Bounding box annotation entries:
+---+
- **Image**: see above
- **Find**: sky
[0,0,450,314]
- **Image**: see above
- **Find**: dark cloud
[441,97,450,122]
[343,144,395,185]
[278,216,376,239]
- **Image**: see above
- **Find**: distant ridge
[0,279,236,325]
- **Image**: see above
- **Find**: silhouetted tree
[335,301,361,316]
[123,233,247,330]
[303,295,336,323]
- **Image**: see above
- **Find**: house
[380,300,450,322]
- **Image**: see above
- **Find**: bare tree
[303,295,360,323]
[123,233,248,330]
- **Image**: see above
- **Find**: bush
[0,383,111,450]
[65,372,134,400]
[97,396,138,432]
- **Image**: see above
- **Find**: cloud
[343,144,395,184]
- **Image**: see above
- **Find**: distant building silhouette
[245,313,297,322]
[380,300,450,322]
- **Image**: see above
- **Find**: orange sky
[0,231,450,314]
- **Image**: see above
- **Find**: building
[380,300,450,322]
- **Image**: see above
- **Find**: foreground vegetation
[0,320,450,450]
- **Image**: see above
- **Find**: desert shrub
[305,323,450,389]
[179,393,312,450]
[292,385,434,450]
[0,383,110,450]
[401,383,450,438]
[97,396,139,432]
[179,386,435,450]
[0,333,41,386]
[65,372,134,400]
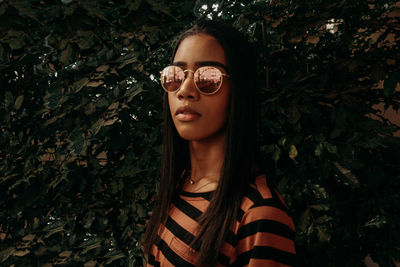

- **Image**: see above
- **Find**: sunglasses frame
[160,65,231,95]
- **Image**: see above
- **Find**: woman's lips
[175,107,201,122]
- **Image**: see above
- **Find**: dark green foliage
[0,0,400,266]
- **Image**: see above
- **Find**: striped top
[147,175,295,267]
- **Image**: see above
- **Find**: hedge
[0,0,400,267]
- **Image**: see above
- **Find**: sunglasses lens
[194,67,222,94]
[161,66,185,92]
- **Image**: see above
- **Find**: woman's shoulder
[240,174,294,231]
[243,173,287,209]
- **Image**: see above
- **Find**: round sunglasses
[161,66,230,95]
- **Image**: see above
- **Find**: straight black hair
[143,20,259,266]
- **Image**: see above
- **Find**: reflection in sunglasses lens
[161,66,222,94]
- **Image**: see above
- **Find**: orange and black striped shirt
[147,175,295,267]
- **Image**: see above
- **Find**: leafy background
[0,0,400,267]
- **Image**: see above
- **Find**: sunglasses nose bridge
[177,69,200,97]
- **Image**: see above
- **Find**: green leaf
[72,77,89,93]
[323,142,337,154]
[383,72,400,98]
[14,95,24,110]
[289,145,298,160]
[4,91,14,107]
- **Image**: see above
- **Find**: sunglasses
[161,66,230,95]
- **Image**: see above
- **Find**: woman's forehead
[173,34,226,66]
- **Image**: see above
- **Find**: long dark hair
[144,20,259,266]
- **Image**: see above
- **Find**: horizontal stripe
[246,186,264,203]
[174,198,202,220]
[246,259,293,267]
[165,217,201,251]
[237,220,294,240]
[236,233,296,254]
[158,236,194,267]
[255,176,273,199]
[234,246,296,266]
[242,206,294,231]
[180,191,214,201]
[148,175,295,267]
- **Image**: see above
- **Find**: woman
[144,20,295,266]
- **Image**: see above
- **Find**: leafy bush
[0,0,400,266]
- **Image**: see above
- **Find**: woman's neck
[189,132,225,183]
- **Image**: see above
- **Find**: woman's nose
[177,71,200,100]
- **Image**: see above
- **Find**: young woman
[144,20,295,266]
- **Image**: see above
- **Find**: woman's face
[168,34,230,141]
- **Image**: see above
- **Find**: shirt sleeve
[235,201,296,267]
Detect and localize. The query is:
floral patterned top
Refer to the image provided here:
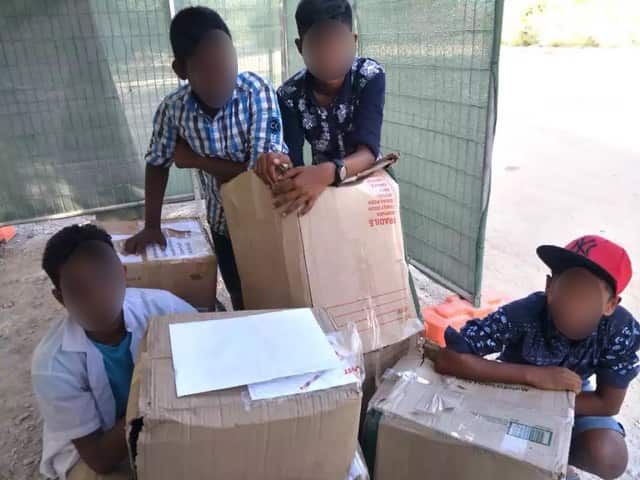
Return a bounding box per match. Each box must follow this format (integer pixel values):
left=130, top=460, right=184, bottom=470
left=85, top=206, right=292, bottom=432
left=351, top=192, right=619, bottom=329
left=278, top=57, right=385, bottom=166
left=445, top=293, right=640, bottom=388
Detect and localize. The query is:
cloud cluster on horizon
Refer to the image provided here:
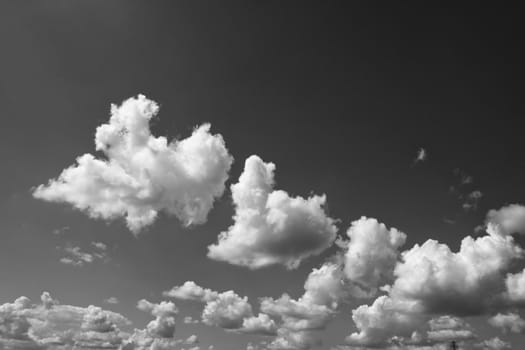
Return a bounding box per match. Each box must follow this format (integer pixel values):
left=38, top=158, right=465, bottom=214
left=33, top=95, right=233, bottom=233
left=0, top=292, right=131, bottom=350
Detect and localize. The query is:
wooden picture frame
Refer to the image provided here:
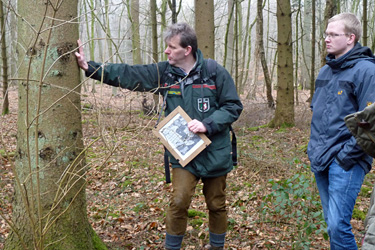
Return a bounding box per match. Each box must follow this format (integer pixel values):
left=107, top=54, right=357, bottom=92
left=153, top=106, right=211, bottom=167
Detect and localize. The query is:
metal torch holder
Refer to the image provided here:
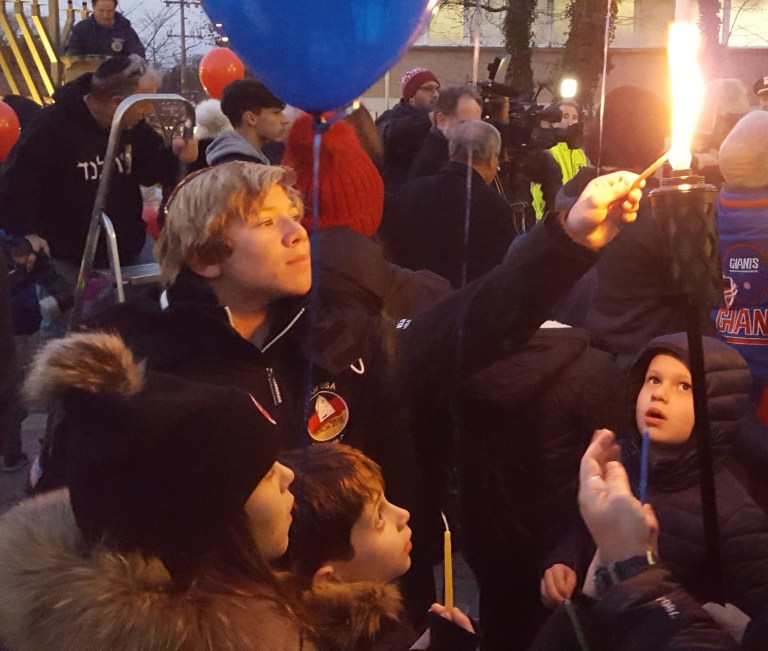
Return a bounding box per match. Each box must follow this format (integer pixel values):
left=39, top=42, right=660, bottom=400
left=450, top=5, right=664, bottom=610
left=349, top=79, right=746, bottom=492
left=650, top=170, right=723, bottom=601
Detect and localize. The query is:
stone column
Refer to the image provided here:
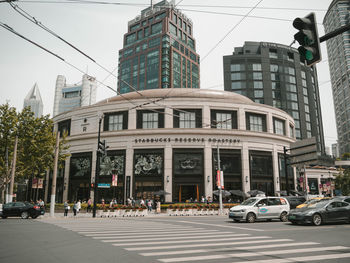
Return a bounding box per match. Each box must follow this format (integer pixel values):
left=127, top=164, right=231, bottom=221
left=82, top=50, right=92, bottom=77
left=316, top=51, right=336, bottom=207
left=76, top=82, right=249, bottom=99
left=63, top=156, right=72, bottom=202
left=204, top=142, right=215, bottom=198
left=241, top=143, right=250, bottom=193
left=272, top=145, right=281, bottom=193
left=164, top=144, right=173, bottom=202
+---+
Problem description: Which lines in the records above contain the word "orange"? Report each of those lines in full.

The reply:
- **Find**: orange sky
- **Find**: orange and black striped shirt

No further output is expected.